■ **Work to complete**: Please write out the stretch of the data from the line containing "Reviewer note: verify one keypoint per instance of the stainless" through the end of the data, keeping every line. Add -33 to each coordinate in the answers.

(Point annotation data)
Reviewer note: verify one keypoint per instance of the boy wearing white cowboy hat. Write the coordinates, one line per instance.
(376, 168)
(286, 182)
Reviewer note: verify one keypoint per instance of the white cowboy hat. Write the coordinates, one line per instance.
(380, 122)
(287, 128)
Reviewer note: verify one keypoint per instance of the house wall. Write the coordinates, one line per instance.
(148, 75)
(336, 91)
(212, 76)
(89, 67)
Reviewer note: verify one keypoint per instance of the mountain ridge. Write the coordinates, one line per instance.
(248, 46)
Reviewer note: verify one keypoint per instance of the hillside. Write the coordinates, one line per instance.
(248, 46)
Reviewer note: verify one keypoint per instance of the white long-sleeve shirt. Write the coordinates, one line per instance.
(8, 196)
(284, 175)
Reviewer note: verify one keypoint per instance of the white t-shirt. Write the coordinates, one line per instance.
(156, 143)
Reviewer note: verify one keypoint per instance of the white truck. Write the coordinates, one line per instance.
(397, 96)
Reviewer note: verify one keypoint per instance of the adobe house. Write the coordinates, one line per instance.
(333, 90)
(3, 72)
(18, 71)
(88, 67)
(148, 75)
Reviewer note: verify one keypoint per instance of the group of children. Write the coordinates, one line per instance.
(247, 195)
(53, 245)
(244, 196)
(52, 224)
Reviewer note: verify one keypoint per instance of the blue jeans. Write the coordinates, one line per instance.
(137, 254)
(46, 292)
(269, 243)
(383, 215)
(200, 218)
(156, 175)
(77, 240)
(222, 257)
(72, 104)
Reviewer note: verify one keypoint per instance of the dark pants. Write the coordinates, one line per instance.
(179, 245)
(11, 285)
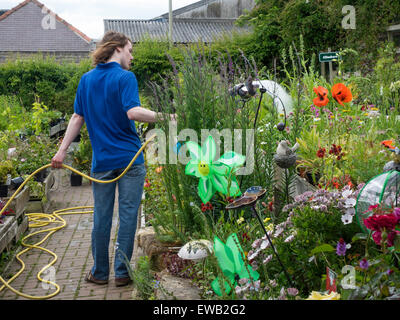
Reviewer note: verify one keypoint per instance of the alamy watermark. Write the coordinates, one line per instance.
(49, 20)
(349, 20)
(243, 143)
(49, 277)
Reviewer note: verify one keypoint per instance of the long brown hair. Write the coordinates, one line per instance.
(106, 47)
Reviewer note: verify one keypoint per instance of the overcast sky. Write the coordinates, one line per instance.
(88, 15)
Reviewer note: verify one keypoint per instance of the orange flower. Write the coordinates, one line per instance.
(388, 144)
(322, 97)
(341, 93)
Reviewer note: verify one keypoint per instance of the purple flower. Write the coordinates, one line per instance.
(341, 247)
(396, 213)
(292, 291)
(364, 264)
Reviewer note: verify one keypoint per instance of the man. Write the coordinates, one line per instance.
(108, 101)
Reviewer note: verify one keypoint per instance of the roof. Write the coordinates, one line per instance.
(40, 5)
(189, 7)
(184, 30)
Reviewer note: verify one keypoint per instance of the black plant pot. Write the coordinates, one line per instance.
(3, 190)
(76, 180)
(41, 175)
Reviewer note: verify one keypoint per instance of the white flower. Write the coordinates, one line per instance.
(267, 259)
(253, 255)
(350, 202)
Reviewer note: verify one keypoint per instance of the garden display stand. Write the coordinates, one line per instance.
(250, 198)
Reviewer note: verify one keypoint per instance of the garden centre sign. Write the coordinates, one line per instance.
(328, 56)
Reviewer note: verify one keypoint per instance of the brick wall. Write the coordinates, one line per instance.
(31, 28)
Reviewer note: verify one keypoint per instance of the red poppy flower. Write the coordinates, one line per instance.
(341, 93)
(388, 143)
(322, 97)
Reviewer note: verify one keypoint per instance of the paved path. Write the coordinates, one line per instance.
(72, 245)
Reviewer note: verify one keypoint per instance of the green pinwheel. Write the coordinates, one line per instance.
(230, 261)
(213, 175)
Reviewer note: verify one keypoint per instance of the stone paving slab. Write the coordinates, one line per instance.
(72, 245)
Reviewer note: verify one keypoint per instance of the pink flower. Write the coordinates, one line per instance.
(380, 222)
(292, 291)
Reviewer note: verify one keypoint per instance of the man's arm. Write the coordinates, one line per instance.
(74, 127)
(144, 115)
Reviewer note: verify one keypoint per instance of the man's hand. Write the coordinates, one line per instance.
(58, 159)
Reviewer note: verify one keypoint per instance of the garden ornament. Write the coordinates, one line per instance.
(213, 175)
(284, 149)
(394, 164)
(282, 100)
(196, 250)
(230, 260)
(285, 156)
(382, 189)
(250, 198)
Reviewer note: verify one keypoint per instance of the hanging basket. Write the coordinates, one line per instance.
(382, 189)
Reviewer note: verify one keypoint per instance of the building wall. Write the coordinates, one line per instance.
(219, 9)
(30, 29)
(66, 56)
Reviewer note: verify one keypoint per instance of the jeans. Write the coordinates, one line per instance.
(130, 189)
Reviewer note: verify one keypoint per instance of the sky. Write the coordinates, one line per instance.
(88, 15)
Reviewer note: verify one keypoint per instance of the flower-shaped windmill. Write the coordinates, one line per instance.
(230, 261)
(213, 175)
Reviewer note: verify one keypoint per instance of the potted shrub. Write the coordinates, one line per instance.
(6, 170)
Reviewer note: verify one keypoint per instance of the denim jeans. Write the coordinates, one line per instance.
(130, 189)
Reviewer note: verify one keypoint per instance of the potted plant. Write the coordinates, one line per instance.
(6, 170)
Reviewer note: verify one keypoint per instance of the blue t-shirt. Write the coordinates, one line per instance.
(104, 95)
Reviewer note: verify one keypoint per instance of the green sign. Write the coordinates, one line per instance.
(328, 56)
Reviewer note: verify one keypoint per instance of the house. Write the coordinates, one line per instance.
(184, 30)
(31, 28)
(230, 9)
(203, 21)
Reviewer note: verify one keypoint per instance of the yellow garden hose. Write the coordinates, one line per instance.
(43, 219)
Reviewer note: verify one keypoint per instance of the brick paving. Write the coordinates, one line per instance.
(72, 245)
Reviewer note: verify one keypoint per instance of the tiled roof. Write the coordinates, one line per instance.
(22, 4)
(189, 7)
(184, 30)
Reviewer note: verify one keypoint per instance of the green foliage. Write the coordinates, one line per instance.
(6, 168)
(277, 24)
(151, 61)
(142, 278)
(53, 82)
(312, 229)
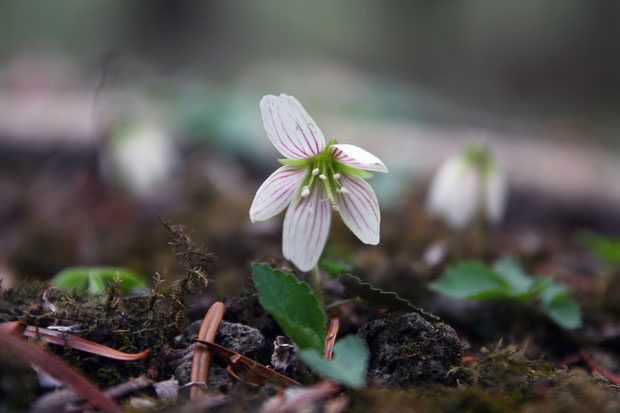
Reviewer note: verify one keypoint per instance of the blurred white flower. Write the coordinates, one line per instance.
(466, 185)
(316, 178)
(142, 157)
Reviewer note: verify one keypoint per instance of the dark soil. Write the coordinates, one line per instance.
(493, 356)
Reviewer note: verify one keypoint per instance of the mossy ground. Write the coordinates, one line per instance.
(523, 373)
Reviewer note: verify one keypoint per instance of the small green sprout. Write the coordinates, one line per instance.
(95, 279)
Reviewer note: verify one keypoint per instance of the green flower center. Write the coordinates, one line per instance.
(324, 170)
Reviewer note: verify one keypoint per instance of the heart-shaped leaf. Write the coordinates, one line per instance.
(293, 305)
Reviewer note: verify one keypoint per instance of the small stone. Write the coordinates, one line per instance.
(241, 338)
(167, 390)
(406, 349)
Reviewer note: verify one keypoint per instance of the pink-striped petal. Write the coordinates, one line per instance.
(357, 157)
(306, 226)
(276, 192)
(359, 208)
(290, 128)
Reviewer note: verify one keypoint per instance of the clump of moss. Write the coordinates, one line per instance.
(504, 370)
(126, 323)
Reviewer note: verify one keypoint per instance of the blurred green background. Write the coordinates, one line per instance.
(410, 81)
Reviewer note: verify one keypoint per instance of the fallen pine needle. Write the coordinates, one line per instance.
(12, 342)
(330, 338)
(202, 355)
(79, 343)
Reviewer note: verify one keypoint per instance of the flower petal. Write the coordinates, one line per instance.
(276, 192)
(290, 128)
(357, 157)
(455, 192)
(306, 226)
(359, 209)
(496, 194)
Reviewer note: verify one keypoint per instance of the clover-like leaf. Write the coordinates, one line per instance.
(95, 279)
(523, 287)
(379, 298)
(559, 306)
(293, 305)
(348, 366)
(472, 280)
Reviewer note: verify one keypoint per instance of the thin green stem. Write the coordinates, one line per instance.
(317, 286)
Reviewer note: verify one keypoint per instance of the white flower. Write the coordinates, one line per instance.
(143, 157)
(315, 179)
(467, 184)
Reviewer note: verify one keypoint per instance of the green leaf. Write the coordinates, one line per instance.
(293, 305)
(472, 280)
(334, 268)
(523, 287)
(348, 366)
(559, 306)
(512, 272)
(96, 279)
(379, 298)
(606, 249)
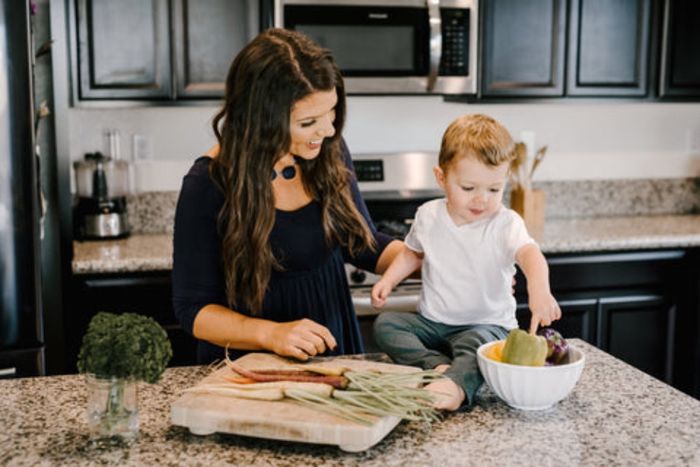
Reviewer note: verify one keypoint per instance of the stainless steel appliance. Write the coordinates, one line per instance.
(21, 319)
(393, 187)
(102, 184)
(393, 46)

■ **Written response**:
Reviewer note: verify one keypoint per instance of the stainless steel appliance. Write the coordinates, one line per instance.
(-12, 286)
(360, 154)
(69, 151)
(360, 13)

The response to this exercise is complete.